**Text under study**:
——

The 'opponent' who stopped my run on goal, offered his hand, which I accepted, (if only I could gave got up), and also his apology, which I uncharacteristically rejected. Now months down the line I await my operation to have a plate inserted into the gap that 'appeared' in my spine...though this has given me so much else to witness in life...I now enjoy cycle routes, photography, a new 'room in my head' for music I had passed on previously, and a fire in my belly on certain matters...but also, it has made me closer to nature, and more distant from people...and this I know is not good, especially as I'm a 'leo' with a basic need for people and the warmth they give.
Thursday afternoon
A setting so perfect, so peaceful, so precious...
An ideal of the past is today a soothing mask of events so dark.
My thoughts float for a while, unable to stem the powerful emotion of todays events.
4 cloisters and a wall of silence
After the fine performance of "The Farmyard Suite" a slow walk around the Cathedral, the sky mirroring our own thoughts and feelings.

Everything was normal, except that words were used sparingly.
Heading back through the city, realising that my own spinal injury pales into insignificance now. The strength of heart and soul is the making of every human being, that should never be underestimated.
We feel so much, but say so little...

——

**Region pointing records**:
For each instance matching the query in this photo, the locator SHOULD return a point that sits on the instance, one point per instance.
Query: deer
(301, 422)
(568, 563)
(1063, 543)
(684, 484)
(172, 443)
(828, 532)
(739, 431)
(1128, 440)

——

**Task brief**: Reproduce the passage of the journal entry about the spinal injury starting with "Heading back through" and going on through "never be underestimated.". These records are separate material and have nothing to do with the text.

**Task solution**:
Heading back through the city, realising that my own spinal injury pales into insignificance now. The strength of heart and soul is the making of every human being, that should never be underestimated.